Present the lines from the one containing "Labeling instructions: Locate the woven" through the last line of the rows, both ends included, as a numbered list with any blank lines left out.

---

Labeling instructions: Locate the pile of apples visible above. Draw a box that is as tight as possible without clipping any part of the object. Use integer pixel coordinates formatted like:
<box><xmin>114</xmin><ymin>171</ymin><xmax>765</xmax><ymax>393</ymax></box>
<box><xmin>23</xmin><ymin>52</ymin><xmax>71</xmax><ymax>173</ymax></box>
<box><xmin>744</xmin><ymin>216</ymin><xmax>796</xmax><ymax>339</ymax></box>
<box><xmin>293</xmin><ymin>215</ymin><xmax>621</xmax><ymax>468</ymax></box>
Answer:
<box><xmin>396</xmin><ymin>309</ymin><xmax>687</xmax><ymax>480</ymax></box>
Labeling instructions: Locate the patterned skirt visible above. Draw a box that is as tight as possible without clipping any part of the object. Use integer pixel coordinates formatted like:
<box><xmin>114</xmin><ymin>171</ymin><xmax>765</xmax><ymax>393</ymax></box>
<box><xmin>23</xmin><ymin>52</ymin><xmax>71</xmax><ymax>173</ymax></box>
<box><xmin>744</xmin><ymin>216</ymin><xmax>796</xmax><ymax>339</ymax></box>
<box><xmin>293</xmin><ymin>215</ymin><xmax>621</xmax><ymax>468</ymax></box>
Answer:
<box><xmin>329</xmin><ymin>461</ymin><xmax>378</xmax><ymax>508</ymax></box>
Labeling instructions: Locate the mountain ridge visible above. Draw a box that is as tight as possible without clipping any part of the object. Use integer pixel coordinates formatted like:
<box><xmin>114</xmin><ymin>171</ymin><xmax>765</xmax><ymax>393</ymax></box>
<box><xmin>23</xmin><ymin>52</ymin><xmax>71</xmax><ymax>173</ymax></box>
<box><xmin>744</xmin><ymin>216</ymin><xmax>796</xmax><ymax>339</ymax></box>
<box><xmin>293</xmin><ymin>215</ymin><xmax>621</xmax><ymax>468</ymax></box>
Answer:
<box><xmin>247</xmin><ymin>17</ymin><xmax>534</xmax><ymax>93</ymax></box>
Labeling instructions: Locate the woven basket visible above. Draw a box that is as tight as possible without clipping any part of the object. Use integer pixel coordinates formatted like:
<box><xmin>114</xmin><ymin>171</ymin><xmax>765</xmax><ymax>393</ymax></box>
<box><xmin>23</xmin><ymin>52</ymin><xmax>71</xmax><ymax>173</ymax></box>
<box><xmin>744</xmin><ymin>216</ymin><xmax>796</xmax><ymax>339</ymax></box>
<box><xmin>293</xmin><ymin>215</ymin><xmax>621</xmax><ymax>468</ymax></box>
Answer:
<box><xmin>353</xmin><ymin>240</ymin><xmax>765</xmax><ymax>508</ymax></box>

---

Answer to this problem:
1. Labeling instructions: Locate the woven basket visible above. Draw a box that is as tight as possible without clipping any part of the object. Use integer pixel coordinates formatted like:
2. <box><xmin>114</xmin><ymin>171</ymin><xmax>765</xmax><ymax>393</ymax></box>
3. <box><xmin>23</xmin><ymin>52</ymin><xmax>71</xmax><ymax>173</ymax></box>
4. <box><xmin>744</xmin><ymin>216</ymin><xmax>796</xmax><ymax>339</ymax></box>
5. <box><xmin>293</xmin><ymin>215</ymin><xmax>621</xmax><ymax>468</ymax></box>
6. Answer:
7. <box><xmin>353</xmin><ymin>240</ymin><xmax>765</xmax><ymax>508</ymax></box>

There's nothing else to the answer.